The task:
Report every line in the rows below that contains the string "mouth", matching case exactly.

Provided records:
----

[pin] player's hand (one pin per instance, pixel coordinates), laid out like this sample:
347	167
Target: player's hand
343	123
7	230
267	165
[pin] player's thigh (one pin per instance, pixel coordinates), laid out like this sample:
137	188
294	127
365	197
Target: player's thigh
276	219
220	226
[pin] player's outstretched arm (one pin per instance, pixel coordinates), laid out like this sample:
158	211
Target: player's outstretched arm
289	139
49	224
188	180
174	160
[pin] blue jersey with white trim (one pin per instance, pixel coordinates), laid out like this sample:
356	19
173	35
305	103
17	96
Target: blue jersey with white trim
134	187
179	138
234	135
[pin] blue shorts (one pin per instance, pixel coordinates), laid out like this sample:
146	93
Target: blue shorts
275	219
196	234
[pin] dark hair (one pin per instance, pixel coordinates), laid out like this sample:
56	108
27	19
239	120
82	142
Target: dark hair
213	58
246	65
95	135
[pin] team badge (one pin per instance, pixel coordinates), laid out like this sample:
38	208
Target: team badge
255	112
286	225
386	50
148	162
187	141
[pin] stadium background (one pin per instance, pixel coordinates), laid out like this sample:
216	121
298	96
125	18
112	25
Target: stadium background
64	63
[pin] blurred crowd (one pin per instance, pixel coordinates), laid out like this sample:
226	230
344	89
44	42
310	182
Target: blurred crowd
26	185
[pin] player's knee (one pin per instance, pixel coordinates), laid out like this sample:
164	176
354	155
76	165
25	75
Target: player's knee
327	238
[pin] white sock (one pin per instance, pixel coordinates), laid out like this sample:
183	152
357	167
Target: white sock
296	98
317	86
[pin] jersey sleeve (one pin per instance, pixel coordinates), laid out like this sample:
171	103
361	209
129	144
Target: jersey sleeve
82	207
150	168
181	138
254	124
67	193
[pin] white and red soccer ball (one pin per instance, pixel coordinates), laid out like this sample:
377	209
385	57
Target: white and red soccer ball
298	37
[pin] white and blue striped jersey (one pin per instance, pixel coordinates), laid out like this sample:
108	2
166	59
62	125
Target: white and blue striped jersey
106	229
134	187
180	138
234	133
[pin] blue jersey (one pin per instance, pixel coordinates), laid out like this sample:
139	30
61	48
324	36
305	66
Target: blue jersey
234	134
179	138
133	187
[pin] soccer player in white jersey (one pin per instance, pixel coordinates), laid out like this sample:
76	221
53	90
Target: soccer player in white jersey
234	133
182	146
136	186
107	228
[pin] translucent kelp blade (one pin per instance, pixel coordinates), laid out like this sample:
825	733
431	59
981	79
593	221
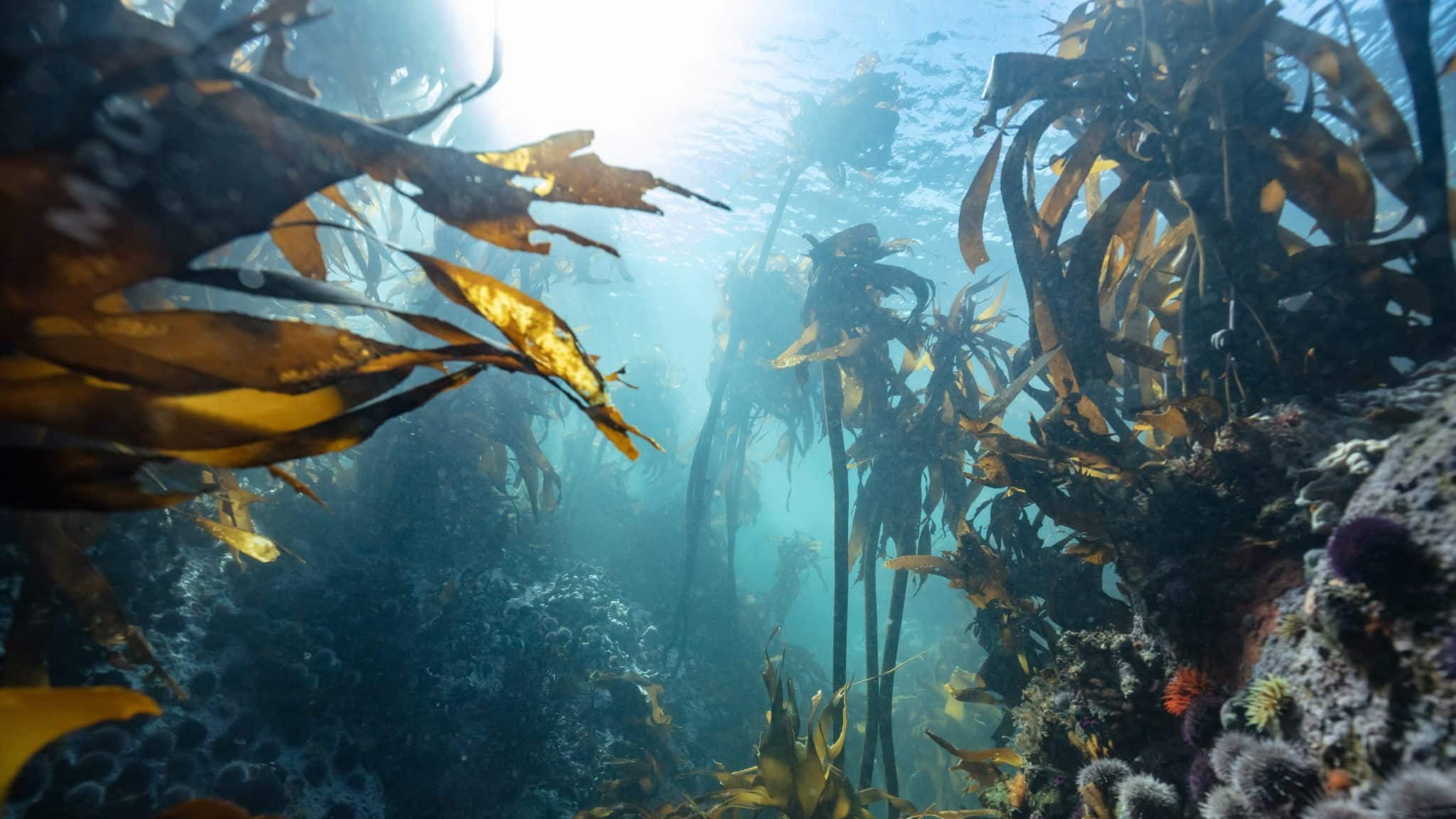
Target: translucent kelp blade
34	717
186	350
77	478
973	209
334	434
141	417
51	542
251	544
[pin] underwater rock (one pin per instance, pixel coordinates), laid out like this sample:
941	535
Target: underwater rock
97	767
1336	478
1378	552
85	799
1228	751
1106	776
1339	809
1201	777
1203	720
159	744
190	734
1418	793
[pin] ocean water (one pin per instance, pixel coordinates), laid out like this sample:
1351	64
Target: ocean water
487	621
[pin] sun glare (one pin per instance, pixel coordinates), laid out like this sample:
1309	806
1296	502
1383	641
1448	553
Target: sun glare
633	70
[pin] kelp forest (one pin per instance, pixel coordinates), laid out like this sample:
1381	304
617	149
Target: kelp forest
1042	412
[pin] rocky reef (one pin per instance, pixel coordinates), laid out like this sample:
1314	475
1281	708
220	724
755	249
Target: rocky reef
1295	643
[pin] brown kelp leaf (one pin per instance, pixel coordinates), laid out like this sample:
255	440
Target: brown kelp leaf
301	248
34	717
1097	554
922	564
583	178
95	602
540	336
334	434
1002	400
1065	191
183	350
294	484
845	348
1325	178
1385	140
77	478
141	417
972	232
248	542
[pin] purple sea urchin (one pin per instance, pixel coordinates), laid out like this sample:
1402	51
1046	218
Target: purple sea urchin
1276	780
1225	802
1142	796
1228	751
1375	551
1418	793
1106	774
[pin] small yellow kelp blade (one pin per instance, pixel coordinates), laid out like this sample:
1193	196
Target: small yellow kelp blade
34	717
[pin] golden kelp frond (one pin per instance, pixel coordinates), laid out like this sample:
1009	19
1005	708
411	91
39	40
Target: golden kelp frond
34	717
251	544
89	238
57	542
980	767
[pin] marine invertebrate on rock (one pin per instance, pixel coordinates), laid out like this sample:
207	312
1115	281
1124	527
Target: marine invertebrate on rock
1184	688
1375	551
1106	776
1203	720
1225	802
1339	781
1265	701
1142	796
1418	793
1337	476
1228	751
1339	809
1276	780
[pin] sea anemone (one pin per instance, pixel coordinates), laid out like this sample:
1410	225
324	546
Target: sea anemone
1201	777
1184	688
1375	551
1276	780
1418	793
1339	781
1339	809
1228	751
1203	720
1265	701
1106	776
1142	796
1225	803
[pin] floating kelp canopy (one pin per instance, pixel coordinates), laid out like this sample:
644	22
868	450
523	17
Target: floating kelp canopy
165	143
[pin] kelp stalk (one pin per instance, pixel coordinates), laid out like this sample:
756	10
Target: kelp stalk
1413	33
869	563
698	493
835	429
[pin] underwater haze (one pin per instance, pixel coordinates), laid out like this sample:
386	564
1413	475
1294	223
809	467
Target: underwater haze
815	408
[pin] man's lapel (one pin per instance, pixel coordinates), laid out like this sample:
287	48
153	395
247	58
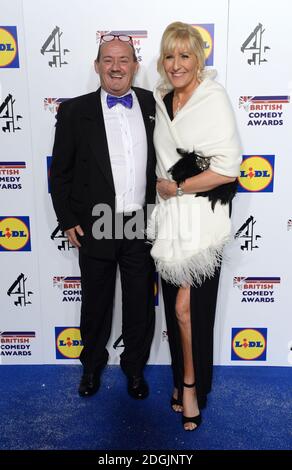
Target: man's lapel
97	136
148	122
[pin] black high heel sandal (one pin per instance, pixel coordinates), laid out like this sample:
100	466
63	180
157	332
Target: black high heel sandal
195	419
177	402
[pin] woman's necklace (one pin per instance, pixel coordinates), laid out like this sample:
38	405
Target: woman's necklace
178	103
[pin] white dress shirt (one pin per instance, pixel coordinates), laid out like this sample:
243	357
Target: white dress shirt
127	144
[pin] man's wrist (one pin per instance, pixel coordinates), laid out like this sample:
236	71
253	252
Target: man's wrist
179	190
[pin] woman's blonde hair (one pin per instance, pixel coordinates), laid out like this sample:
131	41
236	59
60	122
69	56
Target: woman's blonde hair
179	34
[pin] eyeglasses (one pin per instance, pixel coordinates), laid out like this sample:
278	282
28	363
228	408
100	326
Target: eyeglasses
111	37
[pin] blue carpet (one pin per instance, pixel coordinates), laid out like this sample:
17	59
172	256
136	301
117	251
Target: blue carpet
249	408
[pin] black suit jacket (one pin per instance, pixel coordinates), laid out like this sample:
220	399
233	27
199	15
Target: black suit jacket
81	174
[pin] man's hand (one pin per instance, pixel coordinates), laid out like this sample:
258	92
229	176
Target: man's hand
71	234
166	188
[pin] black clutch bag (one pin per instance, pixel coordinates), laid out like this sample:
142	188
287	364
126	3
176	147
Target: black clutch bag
192	164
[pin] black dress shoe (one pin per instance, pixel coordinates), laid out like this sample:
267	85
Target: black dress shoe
89	384
137	387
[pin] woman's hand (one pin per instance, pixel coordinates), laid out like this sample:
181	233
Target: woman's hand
166	188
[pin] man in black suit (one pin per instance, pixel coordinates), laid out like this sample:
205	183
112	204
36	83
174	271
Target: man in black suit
104	163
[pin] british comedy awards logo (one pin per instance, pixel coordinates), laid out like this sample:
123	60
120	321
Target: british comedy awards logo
207	33
256	289
137	36
264	110
14	234
257	174
68	342
249	344
11	175
9	57
69	286
16	343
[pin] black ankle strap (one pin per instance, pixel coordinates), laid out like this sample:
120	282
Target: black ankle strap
190	385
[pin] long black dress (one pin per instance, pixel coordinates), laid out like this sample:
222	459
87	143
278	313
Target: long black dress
203	308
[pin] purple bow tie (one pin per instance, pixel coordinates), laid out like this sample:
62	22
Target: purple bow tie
126	101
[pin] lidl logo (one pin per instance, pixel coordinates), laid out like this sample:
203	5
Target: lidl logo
207	33
249	344
68	342
14	234
8	47
257	173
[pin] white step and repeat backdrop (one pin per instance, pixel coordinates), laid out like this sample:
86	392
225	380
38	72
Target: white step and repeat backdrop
47	50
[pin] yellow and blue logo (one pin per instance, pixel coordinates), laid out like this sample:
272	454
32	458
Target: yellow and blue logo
257	174
249	344
68	342
207	33
15	234
9	57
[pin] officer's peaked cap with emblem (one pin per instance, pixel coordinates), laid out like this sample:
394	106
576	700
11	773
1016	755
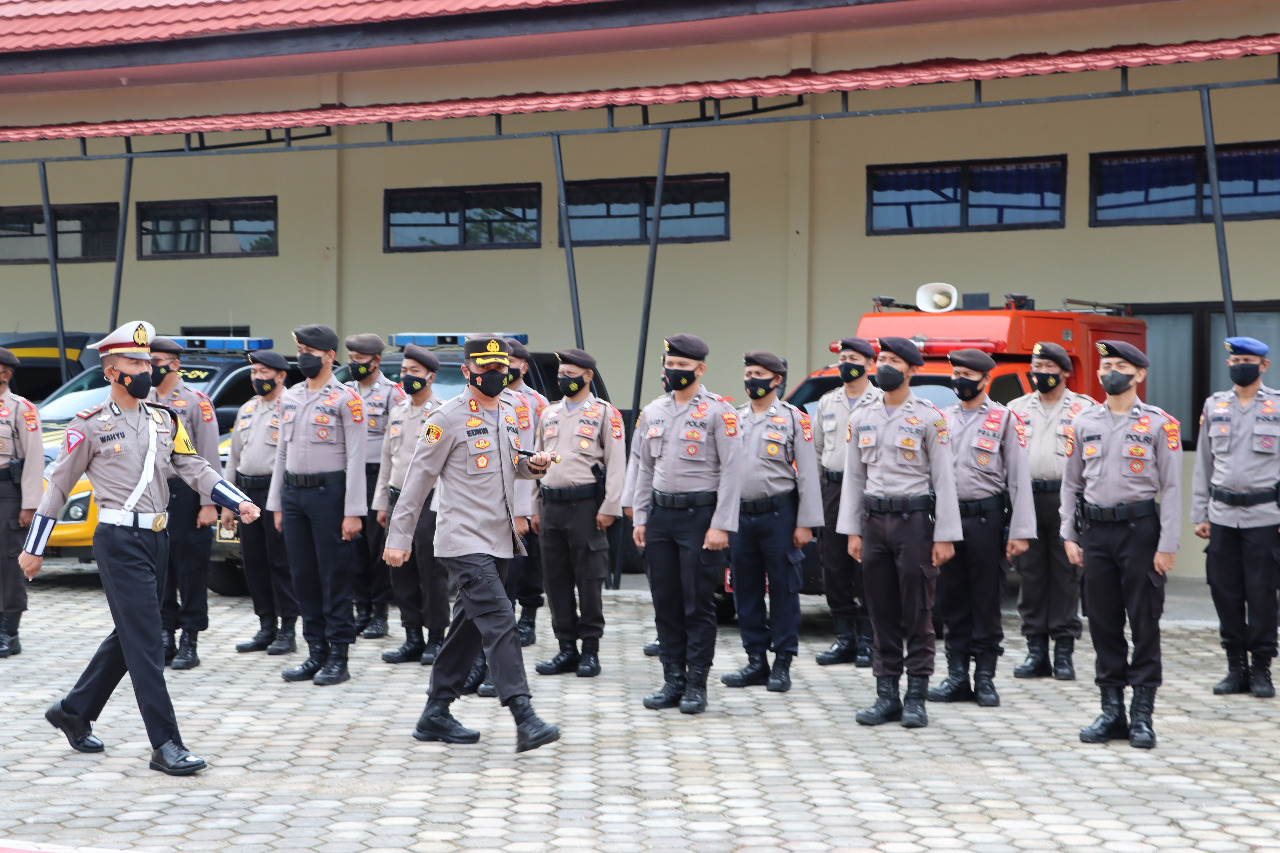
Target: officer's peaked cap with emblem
132	340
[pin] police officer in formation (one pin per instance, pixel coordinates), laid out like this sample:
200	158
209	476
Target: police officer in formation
1121	456
128	448
470	446
993	487
191	529
371	587
22	461
255	443
841	574
420	584
900	511
319	498
577	501
1234	507
780	505
686	502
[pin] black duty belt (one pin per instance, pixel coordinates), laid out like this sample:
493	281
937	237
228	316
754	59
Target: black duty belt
769	503
312	480
1121	512
682	500
917	503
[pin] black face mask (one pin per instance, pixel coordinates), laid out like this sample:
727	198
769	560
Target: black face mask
1244	374
888	377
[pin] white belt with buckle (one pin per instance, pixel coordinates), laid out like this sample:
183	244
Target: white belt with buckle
155	521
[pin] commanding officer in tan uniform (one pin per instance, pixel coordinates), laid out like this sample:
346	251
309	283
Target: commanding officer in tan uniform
22	460
1120	456
899	509
371	587
421	585
191	523
577	502
686	503
127	448
1048	597
319	500
1234	507
781	503
471	445
841	574
255	443
990	451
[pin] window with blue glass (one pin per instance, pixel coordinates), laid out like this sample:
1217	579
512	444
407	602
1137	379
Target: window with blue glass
986	195
1161	187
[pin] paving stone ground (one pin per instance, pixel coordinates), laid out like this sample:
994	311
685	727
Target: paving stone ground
300	767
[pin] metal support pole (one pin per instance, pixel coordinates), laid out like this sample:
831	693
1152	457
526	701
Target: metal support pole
567	238
1224	267
51	243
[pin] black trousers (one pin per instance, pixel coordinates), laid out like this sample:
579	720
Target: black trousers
266	568
682	579
767	564
972	587
323	564
901	582
131	564
190	548
1120	580
483	619
841	574
1240	568
1048	598
575	562
371	583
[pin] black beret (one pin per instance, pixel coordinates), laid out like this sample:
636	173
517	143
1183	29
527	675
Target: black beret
972	359
424	357
1123	350
269	357
1054	352
686	346
580	357
316	336
767	360
905	349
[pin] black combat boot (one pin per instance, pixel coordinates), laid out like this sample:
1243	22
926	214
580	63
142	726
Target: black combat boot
1141	733
263	639
438	724
316	655
887	706
672	688
757	671
565	661
589	664
531	731
410	651
695	690
1036	666
186	658
1111	724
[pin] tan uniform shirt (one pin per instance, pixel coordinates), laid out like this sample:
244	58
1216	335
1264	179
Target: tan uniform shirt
1125	459
21	437
321	430
900	454
1238	451
691	447
471	452
990	455
589	434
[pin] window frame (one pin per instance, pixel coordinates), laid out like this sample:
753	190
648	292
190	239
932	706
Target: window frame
965	174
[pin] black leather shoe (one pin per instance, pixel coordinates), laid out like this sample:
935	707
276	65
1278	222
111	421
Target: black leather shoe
80	733
174	760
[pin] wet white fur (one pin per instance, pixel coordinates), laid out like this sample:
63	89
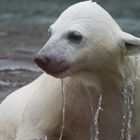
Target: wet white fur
35	110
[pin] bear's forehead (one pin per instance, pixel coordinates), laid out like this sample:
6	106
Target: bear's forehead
83	13
83	10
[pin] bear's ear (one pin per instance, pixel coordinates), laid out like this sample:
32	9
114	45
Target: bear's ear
132	44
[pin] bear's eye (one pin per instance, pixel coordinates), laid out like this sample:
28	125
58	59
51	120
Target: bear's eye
75	37
49	32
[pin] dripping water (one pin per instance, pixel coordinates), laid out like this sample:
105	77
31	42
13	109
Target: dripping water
94	130
63	111
128	102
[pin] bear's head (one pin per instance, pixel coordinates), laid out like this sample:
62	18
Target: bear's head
85	38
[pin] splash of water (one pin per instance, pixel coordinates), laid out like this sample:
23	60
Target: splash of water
128	102
63	111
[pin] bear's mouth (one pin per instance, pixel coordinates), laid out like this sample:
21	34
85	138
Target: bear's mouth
59	73
54	68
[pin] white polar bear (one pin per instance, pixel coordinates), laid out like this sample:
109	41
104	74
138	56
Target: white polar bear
93	56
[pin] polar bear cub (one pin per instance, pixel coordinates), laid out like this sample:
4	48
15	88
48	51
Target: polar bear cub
94	58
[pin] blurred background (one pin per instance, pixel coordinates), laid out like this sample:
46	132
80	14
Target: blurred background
23	31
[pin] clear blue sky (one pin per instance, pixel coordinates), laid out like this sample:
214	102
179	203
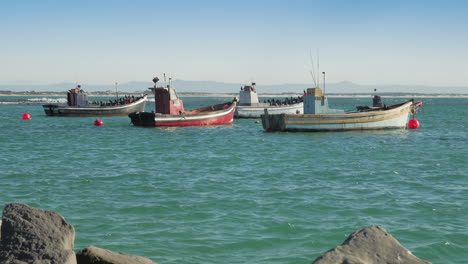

----

Response to this task:
[pin] bear's mouth (one pin per instance, pixel coordinates), laid out like this sample:
Target: bear's mouth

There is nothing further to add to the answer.